Work instructions: Pictures are to be left out, and only the lines below starting at the one with "Target: sky" and ending at the one with "Tag every instance of the yellow" are to be reproduced, each exactly, both ends included.

Data provided: Begin

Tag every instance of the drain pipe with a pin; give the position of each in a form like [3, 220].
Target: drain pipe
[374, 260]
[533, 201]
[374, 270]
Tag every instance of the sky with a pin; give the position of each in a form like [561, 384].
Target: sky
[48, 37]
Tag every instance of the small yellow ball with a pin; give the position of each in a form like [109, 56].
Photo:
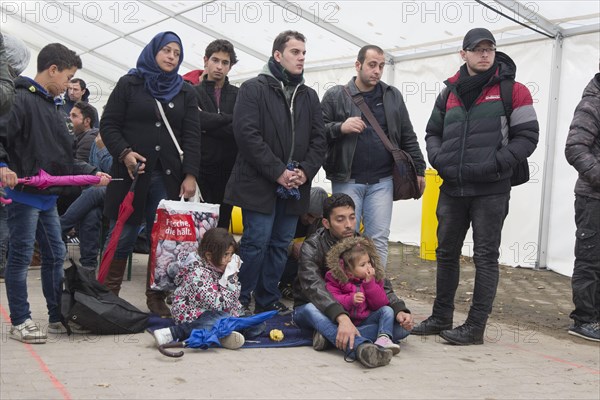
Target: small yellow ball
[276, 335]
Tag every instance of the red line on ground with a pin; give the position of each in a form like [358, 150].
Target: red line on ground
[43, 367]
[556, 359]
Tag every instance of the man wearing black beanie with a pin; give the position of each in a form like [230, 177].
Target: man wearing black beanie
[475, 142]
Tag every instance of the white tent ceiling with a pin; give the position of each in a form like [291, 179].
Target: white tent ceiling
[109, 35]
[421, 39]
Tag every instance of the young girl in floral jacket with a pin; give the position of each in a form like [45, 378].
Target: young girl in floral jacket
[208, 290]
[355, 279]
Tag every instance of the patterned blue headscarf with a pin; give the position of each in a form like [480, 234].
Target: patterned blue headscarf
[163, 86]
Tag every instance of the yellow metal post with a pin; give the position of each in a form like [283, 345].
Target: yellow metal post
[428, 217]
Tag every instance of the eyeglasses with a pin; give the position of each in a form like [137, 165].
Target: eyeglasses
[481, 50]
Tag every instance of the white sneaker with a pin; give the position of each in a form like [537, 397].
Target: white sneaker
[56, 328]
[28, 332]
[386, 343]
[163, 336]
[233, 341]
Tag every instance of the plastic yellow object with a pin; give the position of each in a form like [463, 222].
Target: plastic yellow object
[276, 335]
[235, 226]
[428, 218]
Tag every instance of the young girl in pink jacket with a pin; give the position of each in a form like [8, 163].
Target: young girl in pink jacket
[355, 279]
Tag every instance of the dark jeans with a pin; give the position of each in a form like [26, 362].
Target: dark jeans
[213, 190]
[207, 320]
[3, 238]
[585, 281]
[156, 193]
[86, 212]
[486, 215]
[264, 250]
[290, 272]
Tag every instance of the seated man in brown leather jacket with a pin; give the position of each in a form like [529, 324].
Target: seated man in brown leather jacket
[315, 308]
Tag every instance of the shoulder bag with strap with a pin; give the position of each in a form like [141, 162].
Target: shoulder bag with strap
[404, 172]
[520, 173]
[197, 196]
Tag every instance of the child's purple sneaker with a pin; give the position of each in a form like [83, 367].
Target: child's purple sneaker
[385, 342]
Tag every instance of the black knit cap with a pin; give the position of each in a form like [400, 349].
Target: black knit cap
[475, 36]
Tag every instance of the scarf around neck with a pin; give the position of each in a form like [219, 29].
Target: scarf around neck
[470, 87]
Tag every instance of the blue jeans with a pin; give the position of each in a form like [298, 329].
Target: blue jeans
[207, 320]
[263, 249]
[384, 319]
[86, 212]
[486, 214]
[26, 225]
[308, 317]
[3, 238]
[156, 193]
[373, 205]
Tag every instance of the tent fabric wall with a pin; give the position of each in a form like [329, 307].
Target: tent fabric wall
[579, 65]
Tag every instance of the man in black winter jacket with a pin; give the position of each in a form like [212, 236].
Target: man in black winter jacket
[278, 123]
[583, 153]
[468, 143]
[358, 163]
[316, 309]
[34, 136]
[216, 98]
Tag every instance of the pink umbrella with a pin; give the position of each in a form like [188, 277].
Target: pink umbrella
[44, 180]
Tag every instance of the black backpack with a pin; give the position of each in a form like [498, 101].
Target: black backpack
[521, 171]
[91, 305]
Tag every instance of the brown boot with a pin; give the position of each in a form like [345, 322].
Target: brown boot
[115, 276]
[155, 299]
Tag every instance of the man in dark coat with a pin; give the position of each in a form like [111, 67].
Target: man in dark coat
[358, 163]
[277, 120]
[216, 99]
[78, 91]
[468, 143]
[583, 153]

Data provided: End
Data provided: Begin

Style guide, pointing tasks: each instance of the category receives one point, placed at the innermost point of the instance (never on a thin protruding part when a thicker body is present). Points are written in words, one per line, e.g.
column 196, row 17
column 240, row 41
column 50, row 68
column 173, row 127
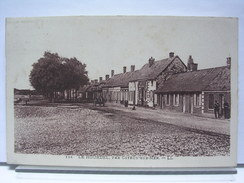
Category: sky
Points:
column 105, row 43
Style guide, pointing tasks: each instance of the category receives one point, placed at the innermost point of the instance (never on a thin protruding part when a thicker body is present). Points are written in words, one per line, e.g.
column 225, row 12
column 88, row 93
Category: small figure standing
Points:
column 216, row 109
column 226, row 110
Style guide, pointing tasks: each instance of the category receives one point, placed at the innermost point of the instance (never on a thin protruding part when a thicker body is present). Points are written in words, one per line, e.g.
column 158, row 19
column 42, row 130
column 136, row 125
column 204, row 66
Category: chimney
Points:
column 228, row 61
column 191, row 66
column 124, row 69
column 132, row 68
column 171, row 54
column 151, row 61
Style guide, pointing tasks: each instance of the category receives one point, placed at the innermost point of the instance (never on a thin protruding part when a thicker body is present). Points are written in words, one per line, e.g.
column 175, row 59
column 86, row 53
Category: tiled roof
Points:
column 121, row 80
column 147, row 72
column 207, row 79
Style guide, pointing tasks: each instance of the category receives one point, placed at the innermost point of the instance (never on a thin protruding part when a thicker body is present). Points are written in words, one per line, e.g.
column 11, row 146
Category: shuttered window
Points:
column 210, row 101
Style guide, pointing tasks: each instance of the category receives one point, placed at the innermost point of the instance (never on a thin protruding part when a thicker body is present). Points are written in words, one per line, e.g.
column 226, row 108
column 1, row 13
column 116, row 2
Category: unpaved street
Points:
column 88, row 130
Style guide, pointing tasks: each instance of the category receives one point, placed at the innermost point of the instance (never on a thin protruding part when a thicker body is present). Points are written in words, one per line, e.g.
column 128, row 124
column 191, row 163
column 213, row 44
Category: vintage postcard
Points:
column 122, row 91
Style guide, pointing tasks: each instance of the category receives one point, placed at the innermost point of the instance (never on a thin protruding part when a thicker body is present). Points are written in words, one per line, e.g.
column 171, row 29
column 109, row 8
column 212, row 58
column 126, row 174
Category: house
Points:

Data provided: End

Reply to the task:
Target: sky
[48, 37]
Tag every instance of the small yellow ball with a pin; give the position of each in a form like [109, 56].
Photo:
Target: small yellow ball
[276, 335]
Tag every instance of the red line on ground with a pin; give the position of each in a form like [358, 150].
Target: red line on ground
[43, 367]
[556, 359]
Tag every instance of the man wearing black beanie with a pin; give the position of each in a form like [230, 177].
Target: man wearing black beanie
[475, 142]
Tag every instance of the white tent ceiling with a pin; give the position of each in a form like [291, 179].
Target: white tent ceiling
[109, 35]
[421, 39]
Tag every instance of the young girl in floral jacket with a pin; give the position of each in a form like [45, 378].
Target: young girl in floral jacket
[208, 290]
[355, 279]
Tag every instance of the patterned blue headscarf with a pin; give the position of each in a form like [480, 234].
Target: patterned blue headscarf
[163, 86]
Tag every instance of the yellow metal post with a pin; give the position of each in a form like [283, 345].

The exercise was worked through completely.